▶ _WORK TO COMPLETE_:
1. According to the article on historical sites to visit for National Heroes Day, in what year was the Lapu-Lapu monument at the Mactan Shrine erected?
2. Using the article on historical sites to visit for National Heroes Day, explain why the writers put together their list of historical sites and shrines.
3. Continue the article on historical sites to visit for National Heroes Day, picking up after its last sentence.

▶ _DOCUMENT SEGMENT_:
┏━━
On August 28, we once again celebrate the National Heroes Day so we came up with a list of places across the country you may visit over the long weekend that will give you a glimpse on the meaningful and inspiring lives of our revered countrymen

In a patriotism-themed campaign launch-cum-talk of an internationally renowned Scotch whisky brand last year, Dr Ambeth Ocampo—a respected historian, writer, and academician—emphasised that "being a hero doesn’t always require grand gestures, but rather the ability to inspire and provoke others to dream and make the world better." Indeed, we have a number of countless unsung heroes not only from wars and revolutions but as well as of modern-day strife and endless struggle for peace. We always give high praises to heroes whose glorified and romanticised lives have been taught to us at school—even named after some of them one way or another. But what about others whose fervent passion for the country also brought us to independence but their names were just lines etched on memorial markers? 

As we are looking forward to the coming long weekend holidays, we've rounded up historical sites and shrines declared by the National Historical Commission of the Philippines you may want to visit to pay tribute to the fallen heroes, either declared as National or unsung.


A few minutes off the Mactan Cebu International Airport is the Mactan Shrine in Punta Engaño. Here, you will see the towering 20-metre high bronze figure of Lapu-Lapu, the country's first hero, who defended his people against the Spanish explorers led by Ferdinand Magellan. It was erected in 1941 by the then National Historical Institute a few metres away from the obelisk built in 1866 in honour of Magellan. It was on this site that the epic Battle of Mactan in 1521 happened, which drove the foreigners away with their leader left for dead. In this monument, the Cebuano rajah looks differently from the Sentinel of Freedom statue in Agrifina Circle, Rizal Park, Manila. Here he is standing tall with a shield in his left hand and a curved kampilan sword in his right. Like his troops that have fought against the Spaniards, as well as today's Philippine National Police and Bureau of Fire Protection that bears his figure on their coats of arms, the monument celebrates the readiness of brave warriors to confront aggressors.
┗━━
Annotated coordinate records
┏━━
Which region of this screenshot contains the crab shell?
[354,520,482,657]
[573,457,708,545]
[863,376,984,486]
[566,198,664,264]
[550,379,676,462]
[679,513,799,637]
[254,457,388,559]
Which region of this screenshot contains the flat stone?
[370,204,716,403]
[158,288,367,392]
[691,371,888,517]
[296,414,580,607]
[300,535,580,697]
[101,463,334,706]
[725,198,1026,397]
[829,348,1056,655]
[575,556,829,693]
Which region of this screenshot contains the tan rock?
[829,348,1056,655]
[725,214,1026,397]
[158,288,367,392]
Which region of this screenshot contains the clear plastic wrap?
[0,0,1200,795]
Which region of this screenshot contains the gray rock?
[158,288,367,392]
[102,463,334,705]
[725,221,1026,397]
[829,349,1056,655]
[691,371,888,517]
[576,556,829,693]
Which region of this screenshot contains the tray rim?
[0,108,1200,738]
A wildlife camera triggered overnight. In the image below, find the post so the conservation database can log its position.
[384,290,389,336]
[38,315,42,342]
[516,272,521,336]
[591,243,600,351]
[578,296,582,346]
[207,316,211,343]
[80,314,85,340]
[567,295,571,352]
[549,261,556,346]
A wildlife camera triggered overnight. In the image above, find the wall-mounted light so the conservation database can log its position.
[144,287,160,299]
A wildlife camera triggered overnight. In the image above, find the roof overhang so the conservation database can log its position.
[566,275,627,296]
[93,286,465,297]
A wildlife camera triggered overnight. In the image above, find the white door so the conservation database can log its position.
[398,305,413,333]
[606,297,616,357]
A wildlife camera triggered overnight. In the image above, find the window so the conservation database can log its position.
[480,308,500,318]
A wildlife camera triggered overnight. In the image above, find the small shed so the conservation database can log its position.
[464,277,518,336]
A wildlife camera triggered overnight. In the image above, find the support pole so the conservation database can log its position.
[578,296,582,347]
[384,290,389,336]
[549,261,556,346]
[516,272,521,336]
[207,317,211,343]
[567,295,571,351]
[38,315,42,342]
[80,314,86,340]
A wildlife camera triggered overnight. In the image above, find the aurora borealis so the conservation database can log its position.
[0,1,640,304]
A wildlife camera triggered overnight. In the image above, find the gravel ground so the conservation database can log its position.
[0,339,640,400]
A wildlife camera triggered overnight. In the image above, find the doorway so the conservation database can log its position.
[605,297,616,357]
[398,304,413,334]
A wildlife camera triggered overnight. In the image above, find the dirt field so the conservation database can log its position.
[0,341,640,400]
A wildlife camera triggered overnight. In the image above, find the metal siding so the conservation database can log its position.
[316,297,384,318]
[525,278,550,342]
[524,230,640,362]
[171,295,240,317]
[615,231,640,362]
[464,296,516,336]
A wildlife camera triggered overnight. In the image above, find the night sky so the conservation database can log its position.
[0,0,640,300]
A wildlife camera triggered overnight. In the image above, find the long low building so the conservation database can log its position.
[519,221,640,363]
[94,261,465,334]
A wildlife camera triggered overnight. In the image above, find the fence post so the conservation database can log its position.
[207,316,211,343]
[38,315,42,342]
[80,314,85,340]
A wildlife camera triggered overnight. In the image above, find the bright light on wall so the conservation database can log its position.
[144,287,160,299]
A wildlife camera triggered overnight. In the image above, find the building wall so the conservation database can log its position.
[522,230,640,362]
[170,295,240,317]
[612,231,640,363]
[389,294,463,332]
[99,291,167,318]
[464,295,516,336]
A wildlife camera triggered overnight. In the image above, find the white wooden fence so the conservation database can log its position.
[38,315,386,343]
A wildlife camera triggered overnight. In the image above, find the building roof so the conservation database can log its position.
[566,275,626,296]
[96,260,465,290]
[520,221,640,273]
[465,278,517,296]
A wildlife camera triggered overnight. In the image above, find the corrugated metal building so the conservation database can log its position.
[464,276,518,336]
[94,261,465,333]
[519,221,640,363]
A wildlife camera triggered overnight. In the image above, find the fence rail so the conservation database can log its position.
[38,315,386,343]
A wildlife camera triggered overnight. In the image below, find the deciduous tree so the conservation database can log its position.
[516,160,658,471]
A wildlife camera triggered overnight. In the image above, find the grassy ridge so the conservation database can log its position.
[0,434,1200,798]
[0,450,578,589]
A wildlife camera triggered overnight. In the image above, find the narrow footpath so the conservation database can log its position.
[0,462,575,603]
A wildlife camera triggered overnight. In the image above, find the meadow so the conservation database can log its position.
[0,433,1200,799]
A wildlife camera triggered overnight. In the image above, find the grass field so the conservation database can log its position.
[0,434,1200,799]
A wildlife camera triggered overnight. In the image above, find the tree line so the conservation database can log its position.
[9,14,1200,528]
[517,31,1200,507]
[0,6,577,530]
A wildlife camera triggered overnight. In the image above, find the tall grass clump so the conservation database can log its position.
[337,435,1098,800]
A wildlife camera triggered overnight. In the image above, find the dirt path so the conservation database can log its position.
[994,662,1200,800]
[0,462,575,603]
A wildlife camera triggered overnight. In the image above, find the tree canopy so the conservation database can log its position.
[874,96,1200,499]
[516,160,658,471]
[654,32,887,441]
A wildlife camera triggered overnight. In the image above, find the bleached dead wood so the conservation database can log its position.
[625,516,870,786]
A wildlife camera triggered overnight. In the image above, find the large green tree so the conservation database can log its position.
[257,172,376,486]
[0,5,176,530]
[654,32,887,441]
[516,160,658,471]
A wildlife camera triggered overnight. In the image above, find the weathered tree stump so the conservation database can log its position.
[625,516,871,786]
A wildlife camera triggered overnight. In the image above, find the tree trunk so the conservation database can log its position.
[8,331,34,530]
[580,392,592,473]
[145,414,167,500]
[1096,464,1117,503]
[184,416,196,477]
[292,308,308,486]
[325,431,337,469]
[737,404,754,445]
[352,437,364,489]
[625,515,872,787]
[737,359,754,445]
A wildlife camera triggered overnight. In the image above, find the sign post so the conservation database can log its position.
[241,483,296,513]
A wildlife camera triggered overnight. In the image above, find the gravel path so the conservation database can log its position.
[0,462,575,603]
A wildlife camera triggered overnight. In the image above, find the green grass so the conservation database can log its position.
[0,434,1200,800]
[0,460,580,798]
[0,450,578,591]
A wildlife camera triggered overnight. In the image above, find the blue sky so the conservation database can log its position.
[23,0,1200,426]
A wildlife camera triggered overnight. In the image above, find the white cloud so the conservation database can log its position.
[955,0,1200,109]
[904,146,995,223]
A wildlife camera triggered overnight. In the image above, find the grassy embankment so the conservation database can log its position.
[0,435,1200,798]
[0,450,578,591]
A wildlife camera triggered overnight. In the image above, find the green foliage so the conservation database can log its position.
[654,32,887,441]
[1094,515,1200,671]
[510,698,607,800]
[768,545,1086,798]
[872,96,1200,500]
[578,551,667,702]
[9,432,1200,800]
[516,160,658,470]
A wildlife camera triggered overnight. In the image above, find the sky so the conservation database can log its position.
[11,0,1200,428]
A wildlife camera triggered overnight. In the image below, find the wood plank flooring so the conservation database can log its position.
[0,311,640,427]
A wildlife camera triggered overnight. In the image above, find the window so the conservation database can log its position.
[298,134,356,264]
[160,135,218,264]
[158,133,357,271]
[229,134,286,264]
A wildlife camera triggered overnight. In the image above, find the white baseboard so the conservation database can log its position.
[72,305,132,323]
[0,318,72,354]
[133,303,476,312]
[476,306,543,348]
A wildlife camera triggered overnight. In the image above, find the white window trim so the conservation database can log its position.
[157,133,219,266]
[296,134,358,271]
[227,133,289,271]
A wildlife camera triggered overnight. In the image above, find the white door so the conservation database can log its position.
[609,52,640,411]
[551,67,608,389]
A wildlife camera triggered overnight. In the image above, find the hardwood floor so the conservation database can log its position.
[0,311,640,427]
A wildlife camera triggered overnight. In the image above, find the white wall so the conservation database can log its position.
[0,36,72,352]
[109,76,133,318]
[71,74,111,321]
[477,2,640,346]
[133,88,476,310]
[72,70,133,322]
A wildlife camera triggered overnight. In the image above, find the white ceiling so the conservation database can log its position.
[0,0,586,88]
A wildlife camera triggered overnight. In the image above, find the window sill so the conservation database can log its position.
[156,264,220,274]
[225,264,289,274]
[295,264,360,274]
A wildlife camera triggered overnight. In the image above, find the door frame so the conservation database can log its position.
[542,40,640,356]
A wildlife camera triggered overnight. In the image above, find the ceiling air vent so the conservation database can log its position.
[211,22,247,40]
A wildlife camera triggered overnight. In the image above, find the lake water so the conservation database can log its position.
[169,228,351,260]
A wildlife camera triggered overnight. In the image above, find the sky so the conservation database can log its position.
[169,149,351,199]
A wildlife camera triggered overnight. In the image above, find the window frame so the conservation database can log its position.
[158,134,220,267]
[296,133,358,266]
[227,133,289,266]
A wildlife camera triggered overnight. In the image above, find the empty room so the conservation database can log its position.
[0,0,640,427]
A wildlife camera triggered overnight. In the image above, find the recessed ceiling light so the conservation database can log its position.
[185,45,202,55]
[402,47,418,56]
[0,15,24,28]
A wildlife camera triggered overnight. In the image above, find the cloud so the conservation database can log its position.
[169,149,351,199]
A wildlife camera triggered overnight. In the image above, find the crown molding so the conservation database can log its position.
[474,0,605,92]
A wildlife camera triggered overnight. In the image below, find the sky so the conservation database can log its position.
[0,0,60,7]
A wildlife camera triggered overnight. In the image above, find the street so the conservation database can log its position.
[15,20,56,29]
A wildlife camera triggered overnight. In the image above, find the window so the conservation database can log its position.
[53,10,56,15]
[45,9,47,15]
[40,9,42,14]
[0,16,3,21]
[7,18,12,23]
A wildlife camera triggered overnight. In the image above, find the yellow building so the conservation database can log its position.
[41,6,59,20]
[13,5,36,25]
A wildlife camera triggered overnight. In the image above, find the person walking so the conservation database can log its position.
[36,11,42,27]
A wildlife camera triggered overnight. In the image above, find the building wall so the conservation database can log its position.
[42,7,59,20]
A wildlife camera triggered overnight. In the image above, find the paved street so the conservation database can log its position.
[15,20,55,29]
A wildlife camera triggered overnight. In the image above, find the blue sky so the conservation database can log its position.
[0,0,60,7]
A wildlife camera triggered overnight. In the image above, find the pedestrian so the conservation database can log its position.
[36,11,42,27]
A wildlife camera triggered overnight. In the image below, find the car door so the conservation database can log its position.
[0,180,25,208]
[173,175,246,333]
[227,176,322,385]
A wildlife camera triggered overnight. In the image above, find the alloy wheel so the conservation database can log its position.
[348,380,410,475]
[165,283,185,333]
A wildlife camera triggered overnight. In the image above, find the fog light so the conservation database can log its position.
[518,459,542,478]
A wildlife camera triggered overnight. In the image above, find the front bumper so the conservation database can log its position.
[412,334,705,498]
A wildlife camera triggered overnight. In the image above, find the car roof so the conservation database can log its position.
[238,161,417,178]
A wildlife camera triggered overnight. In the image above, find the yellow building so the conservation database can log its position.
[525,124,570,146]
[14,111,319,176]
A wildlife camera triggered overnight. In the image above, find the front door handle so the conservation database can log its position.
┗━━
▶ _SET OF ANSWERS_:
1. 1941

2. They want readers to visit these sites over the long weekend to pay tribute to fallen heroes, both those declared national heroes and those who are unsung. The sites also give a glimpse of the meaningful and inspiring lives of the country's revered countrymen.

3.
Punta Engaño, Lapu-Lapu City, Cebu, Visayas

Sights to see in Cebu: Basilica del Santo Niño, Cebu Taoist Temple, Museo Sugbo, Fort San Pedro, Magellan's Cross, Temple of Leah, Sky Experience Adventure

Where to stay:  Marco Polo Plaza Cebu, Shangri-La Mactan Resort & Spa, Crimson Resort and Spa Mactan, Mövenpick Hotel Mactan Island, Radisson Blu Cebu, The Henry Hotel Cebu


Down south of the Philippines is the beautiful province of Sultan Kudarat, which was named after Sultan Kudarat who the people of Mindanao consider the greatest sultan of the then sultanate of Maguindanao and the most powerful across the island of Mindanao. In front of the Moro-designed provincial capitol in Isulan, the monument for the revered sultan stands proudly shining in gold. Sultan Kudarat (reigned 1619-1671), whose name means power in Arabic, proved his might by reclaiming many parts of Mindanao from the Spaniards during their 300-year regime. Through him, most of the island was left un-Christianised and remained under his sultanate. He was known for his "relentlessness, sagaciousness, and cunningness" as said in the monument's marker. With these qualities, he inspired thousands of Muslims to fight against the invaders and make the Islamic culture and religion intact and strong even up to this day.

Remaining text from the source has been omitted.